Locate each line in the material below that contains the word "blue", and copy those lines.

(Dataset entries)
========================================

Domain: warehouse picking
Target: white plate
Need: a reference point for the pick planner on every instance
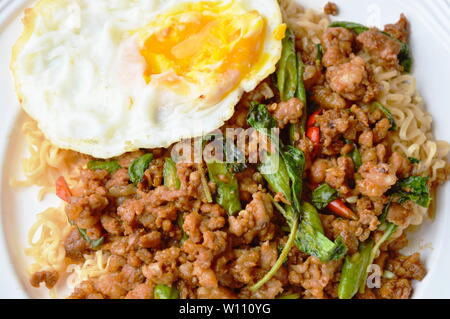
(430, 43)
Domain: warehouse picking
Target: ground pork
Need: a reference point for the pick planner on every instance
(376, 179)
(399, 30)
(287, 112)
(254, 220)
(337, 43)
(49, 277)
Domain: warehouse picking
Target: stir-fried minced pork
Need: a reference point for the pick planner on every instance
(178, 230)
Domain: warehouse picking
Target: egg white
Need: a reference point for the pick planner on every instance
(78, 75)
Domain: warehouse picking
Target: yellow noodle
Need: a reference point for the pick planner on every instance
(46, 239)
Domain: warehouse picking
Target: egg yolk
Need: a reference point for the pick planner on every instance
(204, 40)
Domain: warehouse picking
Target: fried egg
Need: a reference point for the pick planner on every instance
(106, 77)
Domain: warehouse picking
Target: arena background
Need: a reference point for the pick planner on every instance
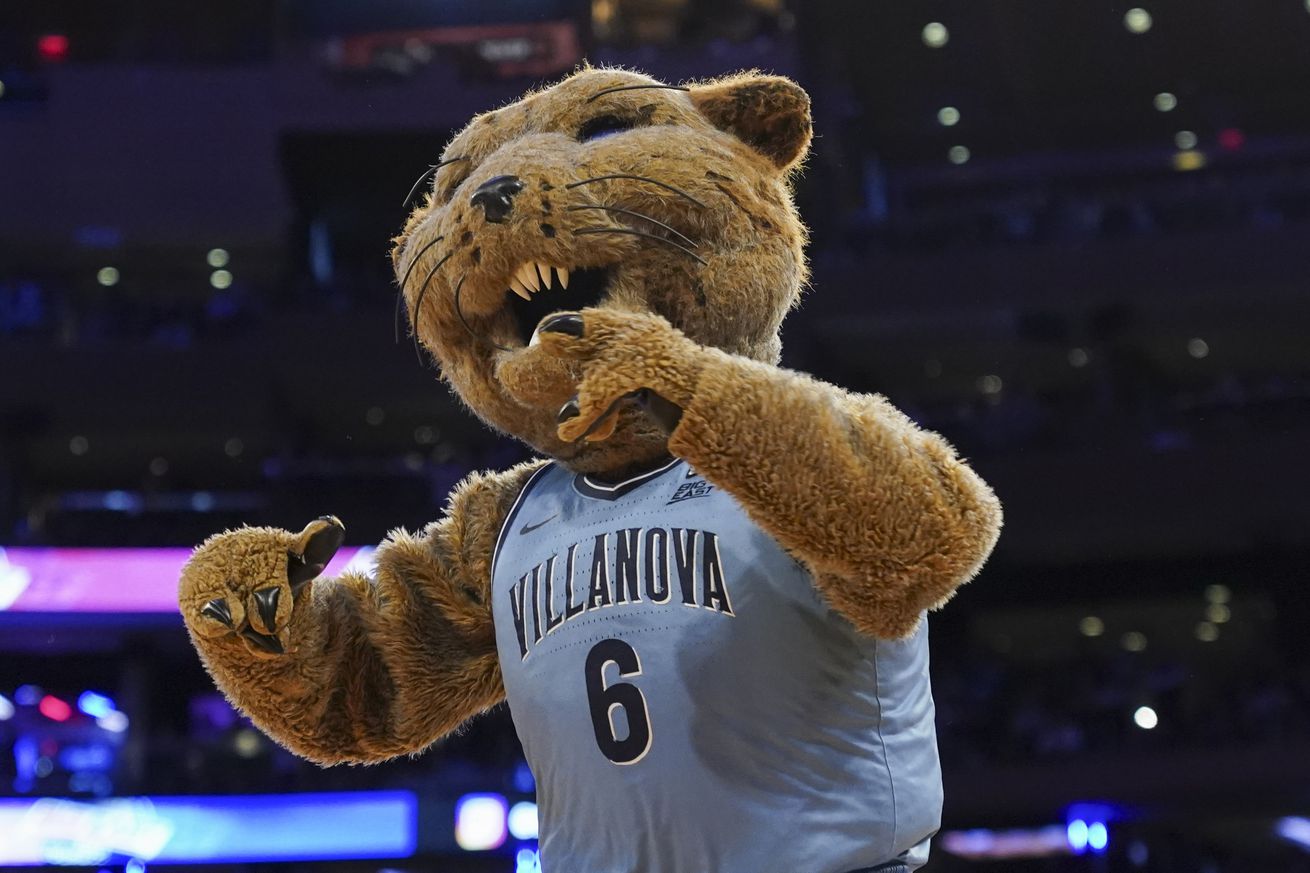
(1070, 236)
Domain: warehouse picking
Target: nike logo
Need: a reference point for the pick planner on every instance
(529, 528)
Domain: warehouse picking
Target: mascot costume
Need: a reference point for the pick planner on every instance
(705, 603)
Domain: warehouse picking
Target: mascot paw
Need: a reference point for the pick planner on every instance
(625, 357)
(245, 582)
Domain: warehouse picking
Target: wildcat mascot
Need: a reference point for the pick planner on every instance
(705, 604)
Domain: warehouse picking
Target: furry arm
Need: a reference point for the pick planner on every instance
(355, 667)
(886, 515)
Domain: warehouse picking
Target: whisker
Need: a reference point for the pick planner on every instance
(426, 176)
(645, 218)
(639, 178)
(422, 290)
(400, 292)
(609, 91)
(459, 311)
(649, 236)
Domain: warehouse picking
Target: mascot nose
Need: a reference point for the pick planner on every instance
(495, 197)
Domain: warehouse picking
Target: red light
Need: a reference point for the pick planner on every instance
(55, 708)
(1232, 139)
(53, 46)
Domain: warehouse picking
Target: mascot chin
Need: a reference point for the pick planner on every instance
(705, 602)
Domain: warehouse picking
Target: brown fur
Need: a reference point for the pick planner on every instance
(884, 514)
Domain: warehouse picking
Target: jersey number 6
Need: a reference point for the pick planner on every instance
(621, 695)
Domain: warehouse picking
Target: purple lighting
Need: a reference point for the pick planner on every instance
(108, 580)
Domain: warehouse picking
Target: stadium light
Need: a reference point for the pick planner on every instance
(1137, 20)
(523, 821)
(481, 822)
(935, 34)
(94, 704)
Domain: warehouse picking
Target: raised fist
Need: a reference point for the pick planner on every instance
(245, 582)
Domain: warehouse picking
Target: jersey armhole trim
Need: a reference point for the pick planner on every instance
(514, 513)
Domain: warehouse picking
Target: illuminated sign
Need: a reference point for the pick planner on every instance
(208, 829)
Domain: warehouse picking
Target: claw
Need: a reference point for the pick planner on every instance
(667, 414)
(567, 323)
(569, 410)
(263, 641)
(266, 602)
(218, 610)
(316, 553)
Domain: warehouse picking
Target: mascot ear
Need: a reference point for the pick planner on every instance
(768, 113)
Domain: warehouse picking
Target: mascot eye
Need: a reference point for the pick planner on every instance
(603, 126)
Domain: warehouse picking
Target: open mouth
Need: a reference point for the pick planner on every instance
(537, 290)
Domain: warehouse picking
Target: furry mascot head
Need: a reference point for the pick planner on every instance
(607, 190)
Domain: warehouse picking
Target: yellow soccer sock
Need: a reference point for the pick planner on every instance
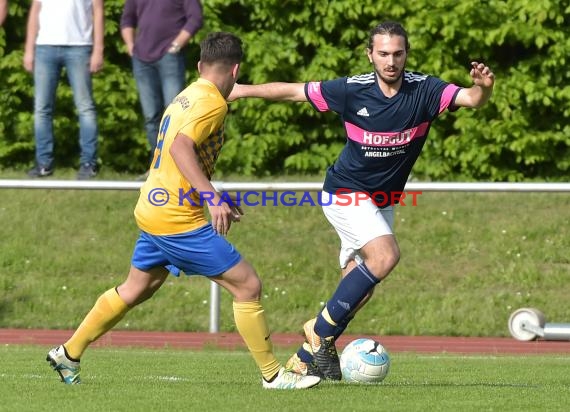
(107, 311)
(252, 326)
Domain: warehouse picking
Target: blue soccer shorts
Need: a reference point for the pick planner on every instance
(198, 252)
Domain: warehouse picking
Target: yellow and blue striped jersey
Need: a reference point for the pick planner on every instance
(165, 206)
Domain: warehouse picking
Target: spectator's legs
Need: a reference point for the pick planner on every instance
(150, 96)
(77, 65)
(172, 71)
(47, 69)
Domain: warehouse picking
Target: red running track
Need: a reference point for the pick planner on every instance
(200, 340)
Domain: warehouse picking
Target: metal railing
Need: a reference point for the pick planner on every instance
(280, 187)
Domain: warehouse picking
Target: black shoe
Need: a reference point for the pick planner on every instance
(40, 171)
(86, 171)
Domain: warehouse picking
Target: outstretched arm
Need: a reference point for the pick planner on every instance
(478, 94)
(294, 92)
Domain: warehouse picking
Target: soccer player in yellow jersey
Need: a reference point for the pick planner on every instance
(175, 234)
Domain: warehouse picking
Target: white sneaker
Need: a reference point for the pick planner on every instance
(289, 380)
(68, 370)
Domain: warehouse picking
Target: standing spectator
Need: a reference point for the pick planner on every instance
(3, 11)
(155, 33)
(64, 33)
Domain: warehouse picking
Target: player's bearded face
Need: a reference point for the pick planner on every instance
(388, 55)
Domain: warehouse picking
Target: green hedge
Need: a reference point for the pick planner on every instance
(523, 133)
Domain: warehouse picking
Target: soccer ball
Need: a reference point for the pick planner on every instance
(364, 361)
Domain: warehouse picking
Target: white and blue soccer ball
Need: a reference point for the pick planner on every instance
(364, 361)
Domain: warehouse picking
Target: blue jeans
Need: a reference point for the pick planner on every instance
(158, 83)
(48, 64)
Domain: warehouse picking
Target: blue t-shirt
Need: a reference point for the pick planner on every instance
(384, 135)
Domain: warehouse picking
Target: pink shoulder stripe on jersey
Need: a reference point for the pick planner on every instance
(385, 139)
(314, 92)
(447, 96)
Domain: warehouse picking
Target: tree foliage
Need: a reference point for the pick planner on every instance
(523, 133)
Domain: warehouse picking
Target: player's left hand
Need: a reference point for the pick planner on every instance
(482, 75)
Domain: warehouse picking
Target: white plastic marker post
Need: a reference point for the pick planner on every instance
(528, 324)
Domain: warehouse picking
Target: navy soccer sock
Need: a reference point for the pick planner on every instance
(350, 291)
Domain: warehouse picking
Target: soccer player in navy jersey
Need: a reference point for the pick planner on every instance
(387, 116)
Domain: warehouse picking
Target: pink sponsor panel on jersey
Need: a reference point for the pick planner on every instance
(385, 139)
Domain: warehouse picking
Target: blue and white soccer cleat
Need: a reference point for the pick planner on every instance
(288, 380)
(68, 370)
(324, 352)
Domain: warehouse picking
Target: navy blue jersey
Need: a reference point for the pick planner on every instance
(384, 135)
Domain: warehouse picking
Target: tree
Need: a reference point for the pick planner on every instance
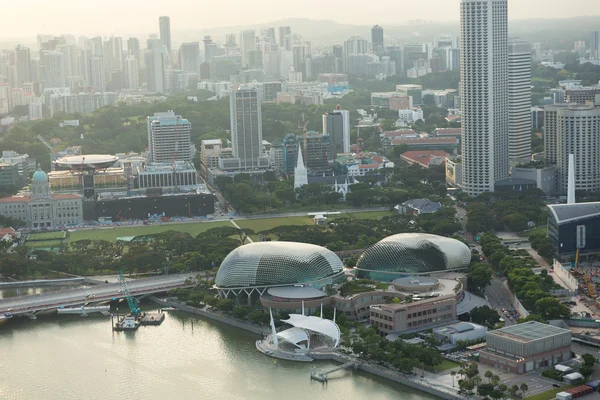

========================================

● Output for this exercise:
Target: blue soccer shorts
Target: yellow and blue striped jersey
Target: white and blue soccer ball
Target: blue jeans
Target: blue t-shirt
Target: blue and white soccer cleat
Target: navy blue jersey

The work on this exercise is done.